▸ Fragmento de lectura:
════════════════════
Estas son, por tanto, las dos condiciones del camino: la pobreza y la fe, la seriedad de la vida y la acogida, llena de gratitud, del Fuerte que está entre nosotros, de Aquel que nos conforta. Por él, nuestra vida que continuamente cae por su fragilidad mortal, sabe sorprendentemente levantarse de su decadencia, momento por momento, día tras día y, paradójicamente, madurar a través de las caídas. Que este insondable perdón sostenga nuestra seriedad cada mañana, que en su gran compañía encuentre el apoyo necesario nuestra vida cotidiana. Por tanto, pobreza de espíritu que nos haga verdaderamente humanos, que asegure nuestro punto de partida en la verdad, y compañía habitada por una fuerza victoriosa sobre nuestra mezquindad, compañía de un perdón tal que nos permita recorrer el camino incluso a través de nuestros errores. Pobreza de espíritu y fe. Pidamos al Señor el don de esta justicia para nosotros y para todos los que conocemos, pidámosla a él que en el sacrificio sacramental urge nuestro corazón a esa apertura a la que tanto nos resistimos. Pidámosla a Cristo en la oración comunitaria que es la Eucaristía; con él, pidamos al Padre esta gracia y que crezca de tal modo que, por la noche, cuando echamos la vista atrás sobre el día que ha pasado podamos ver que crece una realidad distinta. Y así la puedan ver también nuestros compañeros de viaje, los hombres que nos rodean, los cercanos, los vecinos, los familiares y los extraños que viven a nuestro lado. Pidamos la humildad de la pobreza, la pobreza de espíritu y la fe. Pidamos esta justicia, porque el Justo nos llama a sí para que participemos de su justicia. «No me has elegido tú, soy yo quien te he elegido». «No sois vosotros los que me habéis elegido, soy yo quien os he elegido y os he enviado para que deis fruto y vuestro fruto permanezca»11, el fruto de la justicia. Por este motivo hemos pedido formalmente entrar a formar parte de la Fraternidad, sólo por esto, para recibir una ayuda mayor en esto. Que el Señor nos conforte y nos sostenga juntos.
════════════════════
▸ Listado en bruto:

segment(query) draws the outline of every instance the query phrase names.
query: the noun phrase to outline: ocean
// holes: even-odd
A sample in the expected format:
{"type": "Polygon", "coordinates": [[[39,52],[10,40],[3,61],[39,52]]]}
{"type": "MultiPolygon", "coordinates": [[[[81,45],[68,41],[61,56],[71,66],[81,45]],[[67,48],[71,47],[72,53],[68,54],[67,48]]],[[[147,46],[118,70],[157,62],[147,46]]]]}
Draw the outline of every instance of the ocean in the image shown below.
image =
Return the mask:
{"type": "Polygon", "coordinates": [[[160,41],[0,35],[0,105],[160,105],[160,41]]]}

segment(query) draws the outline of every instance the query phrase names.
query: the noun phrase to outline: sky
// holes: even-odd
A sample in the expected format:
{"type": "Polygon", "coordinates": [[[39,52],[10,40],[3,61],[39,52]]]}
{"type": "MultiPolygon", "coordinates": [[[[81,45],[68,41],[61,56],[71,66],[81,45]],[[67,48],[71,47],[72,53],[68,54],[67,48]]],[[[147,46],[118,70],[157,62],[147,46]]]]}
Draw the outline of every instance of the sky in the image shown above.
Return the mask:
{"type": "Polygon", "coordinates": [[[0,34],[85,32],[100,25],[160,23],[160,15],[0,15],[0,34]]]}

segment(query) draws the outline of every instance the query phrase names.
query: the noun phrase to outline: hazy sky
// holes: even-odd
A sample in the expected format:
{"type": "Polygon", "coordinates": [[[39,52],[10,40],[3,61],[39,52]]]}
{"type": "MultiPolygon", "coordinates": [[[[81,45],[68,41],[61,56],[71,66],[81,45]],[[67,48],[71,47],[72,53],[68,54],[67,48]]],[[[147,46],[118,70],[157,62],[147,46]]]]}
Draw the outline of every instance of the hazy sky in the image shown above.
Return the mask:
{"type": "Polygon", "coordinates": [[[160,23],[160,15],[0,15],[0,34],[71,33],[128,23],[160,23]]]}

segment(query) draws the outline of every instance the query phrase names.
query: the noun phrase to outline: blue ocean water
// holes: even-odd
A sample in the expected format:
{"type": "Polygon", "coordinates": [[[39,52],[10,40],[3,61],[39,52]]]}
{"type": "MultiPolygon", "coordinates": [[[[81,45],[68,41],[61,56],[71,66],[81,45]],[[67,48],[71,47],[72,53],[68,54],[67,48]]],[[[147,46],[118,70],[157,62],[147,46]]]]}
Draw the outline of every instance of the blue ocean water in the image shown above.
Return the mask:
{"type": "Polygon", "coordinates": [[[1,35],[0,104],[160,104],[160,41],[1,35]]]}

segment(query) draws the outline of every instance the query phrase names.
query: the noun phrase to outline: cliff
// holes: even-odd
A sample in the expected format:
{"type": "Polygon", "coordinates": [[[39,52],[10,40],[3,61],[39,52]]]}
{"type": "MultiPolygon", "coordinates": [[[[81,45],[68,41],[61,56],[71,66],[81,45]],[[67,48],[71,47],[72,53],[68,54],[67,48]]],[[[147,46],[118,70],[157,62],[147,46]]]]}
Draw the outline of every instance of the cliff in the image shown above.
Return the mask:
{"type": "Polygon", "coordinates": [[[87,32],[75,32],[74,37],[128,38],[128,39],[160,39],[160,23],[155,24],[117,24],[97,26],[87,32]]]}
════════════════════
▸ Enunciado 1: ¿A quiénes enumera el fragmento de lectura como «nuestros compañeros de viaje»?
▸ Enunciado 2: Según el fragmento de lectura, ¿cuáles son las dos condiciones del camino?

▸ Solución 1:
- Los hombres que nos rodean
- Los cercanos
- Los vecinos
- Los familiares
- Los extraños que viven a nuestro lado

▸ Solución 2: La pobreza y la fe.